◆ **TASK TO COMPLETE**: Give every entry again, word for word and in full.
Begin DATA TO USE
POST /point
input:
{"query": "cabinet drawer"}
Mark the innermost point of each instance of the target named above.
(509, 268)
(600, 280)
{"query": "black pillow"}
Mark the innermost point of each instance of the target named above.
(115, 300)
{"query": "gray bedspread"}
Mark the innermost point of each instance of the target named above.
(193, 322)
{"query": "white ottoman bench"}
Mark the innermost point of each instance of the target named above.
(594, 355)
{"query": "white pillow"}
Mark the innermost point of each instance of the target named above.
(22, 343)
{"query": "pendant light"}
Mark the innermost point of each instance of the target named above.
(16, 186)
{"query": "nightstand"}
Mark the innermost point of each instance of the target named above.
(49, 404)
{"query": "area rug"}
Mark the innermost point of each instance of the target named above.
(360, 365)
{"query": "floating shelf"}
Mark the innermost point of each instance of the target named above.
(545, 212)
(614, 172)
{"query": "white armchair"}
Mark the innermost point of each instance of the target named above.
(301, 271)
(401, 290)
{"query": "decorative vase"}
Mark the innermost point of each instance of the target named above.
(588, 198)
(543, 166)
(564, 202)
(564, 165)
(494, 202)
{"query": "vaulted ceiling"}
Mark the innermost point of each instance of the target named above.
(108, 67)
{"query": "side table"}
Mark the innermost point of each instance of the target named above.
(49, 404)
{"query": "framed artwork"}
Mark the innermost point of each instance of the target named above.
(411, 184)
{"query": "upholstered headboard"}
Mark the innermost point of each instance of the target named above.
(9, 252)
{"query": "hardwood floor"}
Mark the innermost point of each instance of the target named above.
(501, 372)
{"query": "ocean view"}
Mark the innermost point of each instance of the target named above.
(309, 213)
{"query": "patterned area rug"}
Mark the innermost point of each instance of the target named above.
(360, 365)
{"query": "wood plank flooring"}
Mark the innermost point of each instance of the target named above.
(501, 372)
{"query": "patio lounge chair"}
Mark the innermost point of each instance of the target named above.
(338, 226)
End DATA TO USE
◆ **ANSWER TO THE PROBLEM**:
POST /point
input:
{"query": "cabinet drawer"}
Mark the innermost point of each instance of the target named above.
(509, 268)
(600, 280)
{"query": "black pillow"}
Mark the innermost point of each instance of the target named above.
(115, 300)
{"query": "gray bedspread"}
Mark the innermost point of each instance of the target named above.
(193, 322)
{"query": "white ottoman bench"}
Mark the innermost point of each instance of the target named above.
(594, 355)
{"query": "white pillow"}
Mark the innermost point of each instance of the target named above.
(22, 343)
{"query": "pendant light"}
Mark the innermost point of each instance of the target named above.
(16, 186)
{"query": "nightstand"}
Mark the innermost point of each instance of the target named above.
(49, 404)
{"query": "area rug"}
Mark the innermost point of each instance of the target named above.
(360, 365)
{"query": "floating shelf"}
Mark the innermost point of each instance of the target named above.
(545, 212)
(614, 172)
{"query": "white armchair"}
Mark the innermost point of each instance of the target named above.
(301, 271)
(401, 290)
{"query": "decorative vase"}
Mark the innermost point of each instance of the target named above.
(588, 198)
(543, 166)
(564, 202)
(564, 165)
(494, 202)
{"query": "vaulted ceiling"}
Mark the innermost point of each instance of the target named above.
(108, 67)
{"query": "side table"}
Mark the innermost point of each instance of the target named above.
(49, 404)
{"query": "framed artwork"}
Mark the innermost point of each instance of the target named above.
(411, 184)
{"query": "upholstered headboard"}
Mark the innermost point of each instance of the target named above.
(9, 252)
{"query": "hardwood floor"}
Mark the innermost point of each instance of the target named above.
(501, 372)
{"query": "ocean view"}
Mark the innermost point of each instance of the target named above.
(309, 213)
{"query": "patterned area rug"}
Mark the innermost point of each instance of the target named above.
(360, 365)
{"query": "wood plank flooring"}
Mark the innermost point of each instance of the target named above.
(501, 372)
{"query": "patio lounge chair"}
Mark the innermost point of each instance of the target named above.
(338, 226)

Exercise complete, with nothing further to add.